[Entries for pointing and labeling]
══════════

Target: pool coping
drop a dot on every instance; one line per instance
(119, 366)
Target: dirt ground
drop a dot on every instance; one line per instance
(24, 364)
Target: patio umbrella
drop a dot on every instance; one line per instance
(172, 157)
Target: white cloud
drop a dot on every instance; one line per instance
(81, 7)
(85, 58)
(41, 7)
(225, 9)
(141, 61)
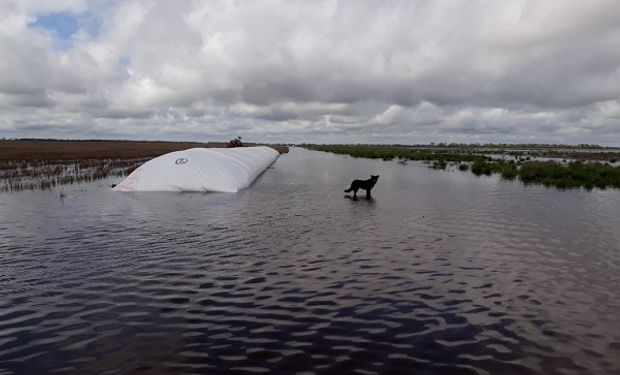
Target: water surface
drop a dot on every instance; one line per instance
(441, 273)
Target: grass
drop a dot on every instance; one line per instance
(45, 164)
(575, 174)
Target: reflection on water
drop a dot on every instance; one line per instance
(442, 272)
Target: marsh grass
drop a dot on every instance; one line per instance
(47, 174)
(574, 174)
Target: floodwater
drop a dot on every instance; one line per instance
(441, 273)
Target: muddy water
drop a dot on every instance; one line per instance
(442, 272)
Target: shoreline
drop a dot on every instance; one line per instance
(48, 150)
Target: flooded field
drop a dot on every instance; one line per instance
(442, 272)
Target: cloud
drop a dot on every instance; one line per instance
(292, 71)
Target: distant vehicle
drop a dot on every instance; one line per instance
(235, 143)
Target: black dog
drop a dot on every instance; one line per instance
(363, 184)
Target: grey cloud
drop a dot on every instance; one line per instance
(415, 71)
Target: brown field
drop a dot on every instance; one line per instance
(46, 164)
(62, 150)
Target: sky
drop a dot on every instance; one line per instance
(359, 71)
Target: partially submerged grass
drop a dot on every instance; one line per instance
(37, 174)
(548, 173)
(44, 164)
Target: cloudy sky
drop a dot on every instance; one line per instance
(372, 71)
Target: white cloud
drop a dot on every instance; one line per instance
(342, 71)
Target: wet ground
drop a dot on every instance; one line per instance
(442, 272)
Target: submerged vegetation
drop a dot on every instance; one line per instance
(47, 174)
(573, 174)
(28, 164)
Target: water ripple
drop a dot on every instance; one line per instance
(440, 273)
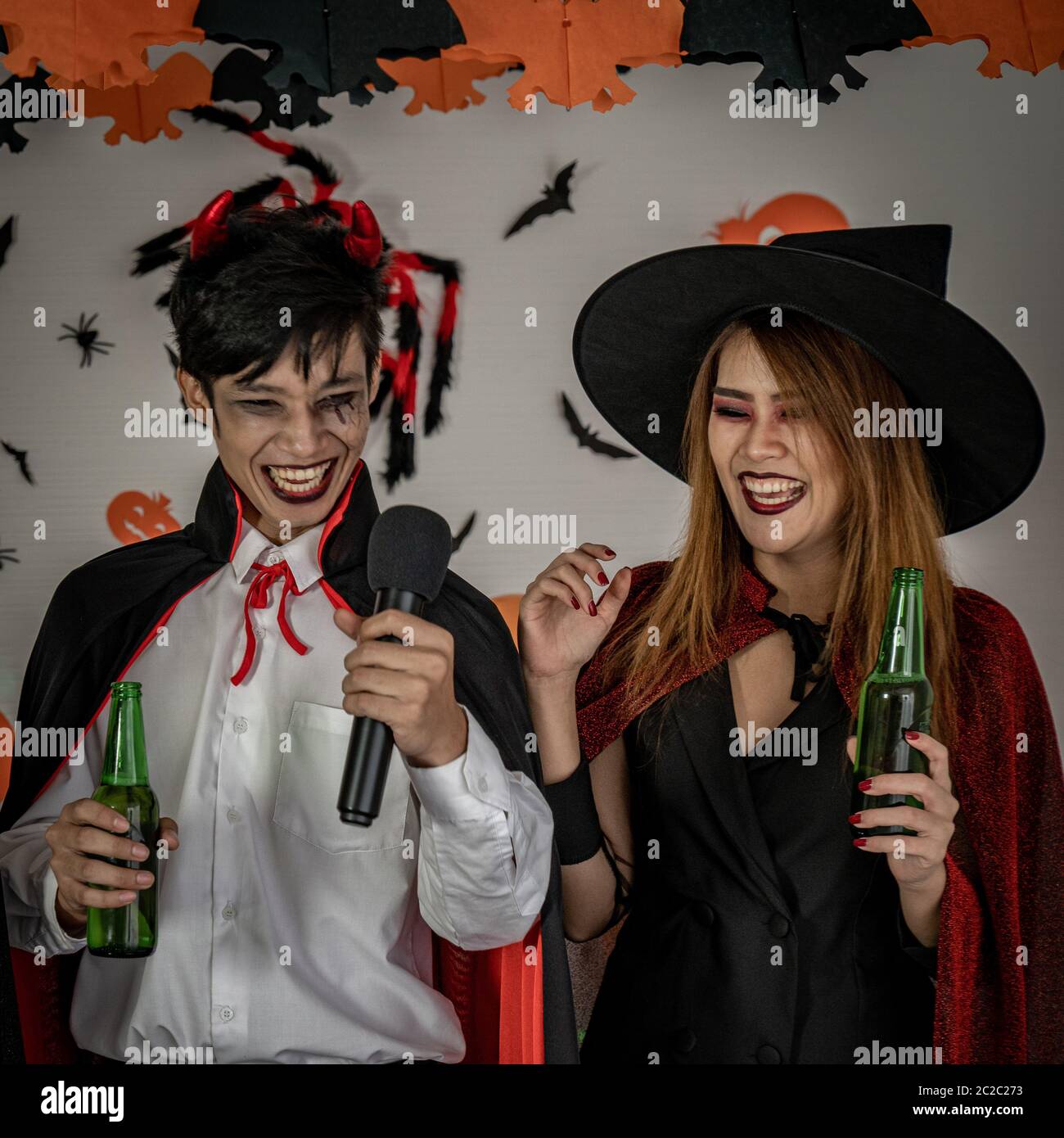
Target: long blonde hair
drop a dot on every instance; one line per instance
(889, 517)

══════════

Problem details>
Please convert every line of the records above into a Markdown table with the columns Row and Line, numbering the rows and skipping blank lines. Leave the pictures out of the answer.

Exercise solution>
| Row | Line |
|---|---|
| 1 | Target: pool coping |
| 2 | drop a dot on every instance; one line per instance |
| 3 | (119, 366) |
| 4 | Target: dirt ground |
| 5 | drop a dot on every instance; one line per instance |
| 6 | (24, 364) |
| 7 | Target: patio umbrella |
| 8 | drop a dot on every instance; one line per instance |
| 9 | (172, 157) |
| 10 | Target: white cloud |
| 11 | drop a dot on every instance; one line per instance |
| 12 | (81, 7) |
| 13 | (85, 58) |
| 14 | (41, 7) |
| 15 | (225, 9) |
| 16 | (141, 61) |
| 17 | Target: water surface |
| 18 | drop a dot on every instance; one line per instance |
| 19 | (441, 273) |
| 20 | Target: grass |
| 21 | drop a dot on every instance; one line per instance |
| 22 | (45, 164) |
| 23 | (575, 174) |
| 24 | Target: reflection on water |
| 25 | drop a dot on every instance; one line per instance |
| 26 | (442, 272) |
| 27 | Target: marsh grass |
| 28 | drop a dot on every instance; one line per instance |
| 29 | (47, 174) |
| 30 | (574, 174) |
| 31 | Target: floodwater |
| 32 | drop a dot on every instance; one line per instance |
| 33 | (441, 273) |
| 34 | Target: muddy water |
| 35 | drop a dot on every instance; one line per instance |
| 36 | (442, 272) |
| 37 | Target: shoreline |
| 38 | drop a dot on every instance; one line per instance |
| 39 | (48, 150) |
| 40 | Target: flooded field |
| 41 | drop a dot on every instance; one line per instance |
| 42 | (442, 272) |
| 43 | Target: cloud |
| 44 | drop a dot on every instance; one line per instance |
| 45 | (292, 71) |
| 46 | Target: distant vehicle |
| 47 | drop a dot on every instance; one line per instance |
| 48 | (235, 143) |
| 49 | Target: black dog |
| 50 | drop a dot on every instance; one line per instance |
| 51 | (363, 184) |
| 52 | Target: grey cloud |
| 53 | drop a dot on every instance; one line per instance |
| 54 | (415, 71) |
| 55 | Target: brown field |
| 56 | drop a dot on every instance; one line per instance |
| 57 | (46, 164) |
| 58 | (62, 150) |
| 59 | Target: sky |
| 60 | drop a dot on every instance; one line per instance |
| 61 | (359, 71) |
| 62 | Target: partially submerged grass |
| 63 | drop a dot on every instance; one line per instance |
| 64 | (37, 174) |
| 65 | (548, 173) |
| 66 | (44, 164) |
| 67 | Target: cloudy sky |
| 68 | drop a dot on every instance; one line per instance |
| 69 | (372, 71) |
| 70 | Target: white cloud |
| 71 | drop a dot on every instance; one line per instance |
| 72 | (342, 71) |
| 73 | Target: wet ground |
| 74 | drop a dot on every instance; one line per instance |
| 75 | (442, 272) |
| 76 | Target: submerged vegetation |
| 77 | drop a dot on every instance; one line per instance |
| 78 | (47, 174) |
| 79 | (573, 174) |
| 80 | (28, 164) |
| 81 | Target: water ripple |
| 82 | drop a dot on every instance; one line per instance |
| 83 | (440, 273) |
| 84 | Target: long blonde hair |
| 85 | drop a dot on every instance; one line per instance |
| 86 | (889, 517) |